▸ **Given text**:

It is important to point out that silanisation is considered to be a technique-sensitive procedure. The instructions provided by manufacturers all display highly different application times and modes. Moreover, the temperature used when carrying out heat treatment demonstrates extreme variabilities in time, range and heat mode, which can range from as low as 5 s up to 2 min, performed at room temperature or heated to 100 °C. Heat treatments can also be performed in several different ways (from using air dryers to a toaster oven). As stated by Bruzi et al. (2017), an urgent need for standardisation arises, so as to inform clinicians on what the best practical approach may be in regard to silane treatment [13]. Optimal silane application is a crucial factor in guaranteeing not only immediate bond strength results, but also their stability [28]. In addition, pre-hydrolysed solutions with acidic components, such as acetic acid or phosphate group-containing monomers, may acidify over time, contributing to the instability of the system [45,46]. All of these remarks could also potentially explain the differences between the tested silanes.

A few possible study limitations should be pointed out. This study lacked a non-thermocycled group comparison because the aim was to test aged interfaces only. This, however, would have provided additional information regarding the role of hydrolysis mechanisms in different types of silane treatments in ceramic–resin interfaces, and should be carried out in the future. Moreover, heat treatment could have been carried out in the Monobond Etch & Prime group to standardise all silane groups. It is uncertain whether this would have improved its results. Nonetheless, it was decided to follow the manufacturer instructions for all tested materials.

▸ **Raw data**:
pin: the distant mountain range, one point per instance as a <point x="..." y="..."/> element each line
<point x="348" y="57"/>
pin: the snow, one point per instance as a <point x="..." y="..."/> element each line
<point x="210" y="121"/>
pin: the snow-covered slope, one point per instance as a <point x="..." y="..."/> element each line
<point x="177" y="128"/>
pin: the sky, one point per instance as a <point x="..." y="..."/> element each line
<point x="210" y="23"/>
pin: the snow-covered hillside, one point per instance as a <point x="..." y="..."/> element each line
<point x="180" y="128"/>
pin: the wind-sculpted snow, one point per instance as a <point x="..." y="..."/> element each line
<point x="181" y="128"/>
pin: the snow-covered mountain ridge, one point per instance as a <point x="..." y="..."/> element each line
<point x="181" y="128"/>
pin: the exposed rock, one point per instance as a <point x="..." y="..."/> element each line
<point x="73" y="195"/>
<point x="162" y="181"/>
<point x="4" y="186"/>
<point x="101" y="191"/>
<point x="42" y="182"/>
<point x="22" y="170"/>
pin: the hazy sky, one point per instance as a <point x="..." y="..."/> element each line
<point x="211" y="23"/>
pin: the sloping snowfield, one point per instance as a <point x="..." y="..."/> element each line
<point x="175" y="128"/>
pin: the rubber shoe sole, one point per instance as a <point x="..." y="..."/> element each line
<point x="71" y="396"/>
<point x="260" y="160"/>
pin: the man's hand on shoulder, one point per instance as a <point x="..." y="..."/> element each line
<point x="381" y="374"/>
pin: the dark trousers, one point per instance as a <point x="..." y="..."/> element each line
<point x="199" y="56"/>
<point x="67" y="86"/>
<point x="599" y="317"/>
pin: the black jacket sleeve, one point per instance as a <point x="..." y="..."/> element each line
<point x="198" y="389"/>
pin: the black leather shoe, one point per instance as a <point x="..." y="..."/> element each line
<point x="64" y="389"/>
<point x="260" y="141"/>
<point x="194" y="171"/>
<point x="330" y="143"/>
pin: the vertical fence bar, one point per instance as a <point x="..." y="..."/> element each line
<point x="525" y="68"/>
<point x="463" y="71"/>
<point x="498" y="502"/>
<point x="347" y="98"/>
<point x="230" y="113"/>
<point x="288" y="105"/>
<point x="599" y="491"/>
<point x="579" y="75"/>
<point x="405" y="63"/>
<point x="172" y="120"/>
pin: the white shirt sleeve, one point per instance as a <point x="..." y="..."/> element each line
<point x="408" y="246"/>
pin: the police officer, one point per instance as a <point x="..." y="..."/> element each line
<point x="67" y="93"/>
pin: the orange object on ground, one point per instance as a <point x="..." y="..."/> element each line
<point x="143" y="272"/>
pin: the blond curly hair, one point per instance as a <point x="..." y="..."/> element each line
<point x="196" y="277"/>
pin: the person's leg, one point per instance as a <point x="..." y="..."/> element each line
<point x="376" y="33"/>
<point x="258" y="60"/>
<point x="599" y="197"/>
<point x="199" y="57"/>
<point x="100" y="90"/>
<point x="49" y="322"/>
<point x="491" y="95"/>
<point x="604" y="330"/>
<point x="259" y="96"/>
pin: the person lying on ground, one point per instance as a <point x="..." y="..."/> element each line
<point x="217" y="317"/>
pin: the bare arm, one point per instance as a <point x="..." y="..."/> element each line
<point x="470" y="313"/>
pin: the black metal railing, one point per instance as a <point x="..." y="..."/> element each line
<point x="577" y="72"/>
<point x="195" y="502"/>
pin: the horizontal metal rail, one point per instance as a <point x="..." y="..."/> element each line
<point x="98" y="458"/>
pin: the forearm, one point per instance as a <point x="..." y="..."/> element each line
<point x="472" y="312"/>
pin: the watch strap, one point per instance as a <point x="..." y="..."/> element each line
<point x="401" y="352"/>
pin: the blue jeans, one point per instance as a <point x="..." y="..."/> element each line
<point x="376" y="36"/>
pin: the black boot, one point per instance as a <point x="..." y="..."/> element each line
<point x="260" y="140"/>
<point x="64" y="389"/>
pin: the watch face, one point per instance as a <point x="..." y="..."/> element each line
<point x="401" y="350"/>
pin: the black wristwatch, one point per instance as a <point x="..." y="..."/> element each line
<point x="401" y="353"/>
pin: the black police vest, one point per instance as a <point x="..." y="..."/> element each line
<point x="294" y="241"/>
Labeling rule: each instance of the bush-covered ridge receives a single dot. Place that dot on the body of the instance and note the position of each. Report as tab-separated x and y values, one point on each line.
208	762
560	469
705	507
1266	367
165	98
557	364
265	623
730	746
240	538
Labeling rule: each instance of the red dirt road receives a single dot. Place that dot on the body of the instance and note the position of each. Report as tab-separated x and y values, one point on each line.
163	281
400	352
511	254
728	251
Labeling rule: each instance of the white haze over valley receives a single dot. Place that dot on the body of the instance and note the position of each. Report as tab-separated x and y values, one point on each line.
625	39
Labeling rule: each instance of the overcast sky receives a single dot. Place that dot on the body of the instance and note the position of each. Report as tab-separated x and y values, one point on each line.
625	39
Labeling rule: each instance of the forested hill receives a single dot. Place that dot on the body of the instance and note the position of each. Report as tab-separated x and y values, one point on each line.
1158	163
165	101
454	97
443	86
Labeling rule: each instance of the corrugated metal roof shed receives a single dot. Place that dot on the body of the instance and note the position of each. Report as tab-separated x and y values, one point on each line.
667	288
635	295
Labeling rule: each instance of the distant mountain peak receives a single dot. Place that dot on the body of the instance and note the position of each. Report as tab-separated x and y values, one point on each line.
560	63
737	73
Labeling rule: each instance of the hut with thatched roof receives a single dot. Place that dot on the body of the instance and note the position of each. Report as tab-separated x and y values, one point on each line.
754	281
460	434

▸ **Work item A**:
Using the passage on silane treatment, explain in one to three sentences why the study did not include a non-thermocycled comparison group.
▸ **Work item B**:
Answer these questions from the passage on silane treatment, one answer per line:
(i) What range of durations does the text give for heat treatment?
(ii) What two ways of performing heat treatment does the text mention?
(iii) In which group could heat treatment have been carried out to standardize all silane groups?
The records were taken from a separate source.

▸ **Problem solution A**:
The study had no non-thermocycled group because its aim was to test only aged interfaces.

▸ **Problem solution B**:
(i) From as low as 5 s up to 2 min.
(ii) Air dryers and a toaster oven.
(iii) The Monobond Etch & Prime group.